▶ [Requirements] Convert the records below into a Markdown table with the columns Row and Line. Number each line in order under Row, put the line itself under Line, and skip any blank lines.

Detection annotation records
* * *
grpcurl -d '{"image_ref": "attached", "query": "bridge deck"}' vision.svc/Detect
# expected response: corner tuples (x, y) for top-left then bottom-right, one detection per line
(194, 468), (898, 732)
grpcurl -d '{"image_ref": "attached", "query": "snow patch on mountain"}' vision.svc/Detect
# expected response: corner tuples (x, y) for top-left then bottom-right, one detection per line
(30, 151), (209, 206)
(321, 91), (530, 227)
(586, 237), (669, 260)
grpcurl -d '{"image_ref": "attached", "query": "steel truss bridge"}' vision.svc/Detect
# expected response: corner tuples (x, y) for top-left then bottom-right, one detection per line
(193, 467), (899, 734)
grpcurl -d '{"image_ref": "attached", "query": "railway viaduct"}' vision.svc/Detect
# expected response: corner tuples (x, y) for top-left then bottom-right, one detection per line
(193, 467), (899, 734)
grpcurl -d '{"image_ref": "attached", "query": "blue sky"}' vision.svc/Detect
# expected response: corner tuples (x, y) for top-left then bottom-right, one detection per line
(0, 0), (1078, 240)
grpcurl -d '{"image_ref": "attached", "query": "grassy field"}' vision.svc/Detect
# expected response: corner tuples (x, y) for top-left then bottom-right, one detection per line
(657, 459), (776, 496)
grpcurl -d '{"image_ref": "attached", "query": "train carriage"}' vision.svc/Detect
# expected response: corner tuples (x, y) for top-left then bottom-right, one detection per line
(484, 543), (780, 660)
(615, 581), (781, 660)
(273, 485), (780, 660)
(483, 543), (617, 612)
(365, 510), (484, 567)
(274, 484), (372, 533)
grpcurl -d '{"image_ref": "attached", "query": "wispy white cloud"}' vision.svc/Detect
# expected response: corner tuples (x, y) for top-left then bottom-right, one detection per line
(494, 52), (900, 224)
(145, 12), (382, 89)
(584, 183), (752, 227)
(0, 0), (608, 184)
* * *
▶ [Finished task]
| Row | Line |
|---|---|
| 1 | grpcurl -d '{"image_ref": "attached", "query": "bridge deck"}' vision.svc/Detect |
| 2 | # expected response: corner tuples (x, y) for top-left then bottom-right, one detection per line |
| 3 | (194, 468), (898, 732) |
| 4 | grpcurl -d '{"image_ref": "attached", "query": "snow patch on mountain"}' vision.svc/Detect |
| 5 | # expected response: corner tuples (x, y) for top-left then bottom-right, one detection per line |
| 6 | (30, 151), (209, 206) |
| 7 | (321, 91), (530, 227) |
| 8 | (586, 237), (669, 260) |
| 9 | grpcurl -d '{"image_ref": "attached", "query": "steel truss bridge"}' vision.svc/Detect |
| 10 | # expected response: corner tuples (x, y) for top-left then bottom-right, one detection per line |
| 11 | (193, 467), (899, 734) |
| 12 | grpcurl -d '{"image_ref": "attached", "query": "railway viaduct"}' vision.svc/Detect |
| 13 | # expected response: corner tuples (x, y) for top-left then bottom-right, one detection per line |
| 14 | (193, 467), (899, 734) |
| 15 | grpcurl -d '{"image_ref": "attached", "query": "blue sky"}' vision.svc/Detect |
| 16 | # expected response: corner tuples (x, y) for top-left then bottom-right, one detection per line |
| 17 | (0, 0), (1078, 240) |
| 18 | grpcurl -d '{"image_ref": "attached", "query": "grassy field"}' vision.svc/Detect |
| 19 | # expected response: corner tuples (x, y) for top-left then bottom-right, one detection per line |
| 20 | (657, 459), (776, 496) |
| 21 | grpcurl -d '{"image_ref": "attached", "query": "train carriage"}' vision.svc/Detect |
| 22 | # expected response: corner tuples (x, y) for top-left then bottom-right, one detection per line |
| 23 | (484, 543), (780, 660) |
| 24 | (615, 581), (781, 660) |
| 25 | (273, 485), (780, 660) |
| 26 | (483, 543), (617, 612) |
| 27 | (365, 510), (484, 567) |
| 28 | (274, 484), (372, 533) |
| 29 | grpcurl -d '{"image_ref": "attached", "query": "wispy white cloud"}' vision.svc/Detect |
| 30 | # expected response: corner tuples (x, y) for top-left then bottom-right, one detection per line |
| 31 | (494, 52), (900, 224) |
| 32 | (145, 12), (382, 89) |
| 33 | (584, 183), (752, 227) |
| 34 | (0, 0), (608, 184) |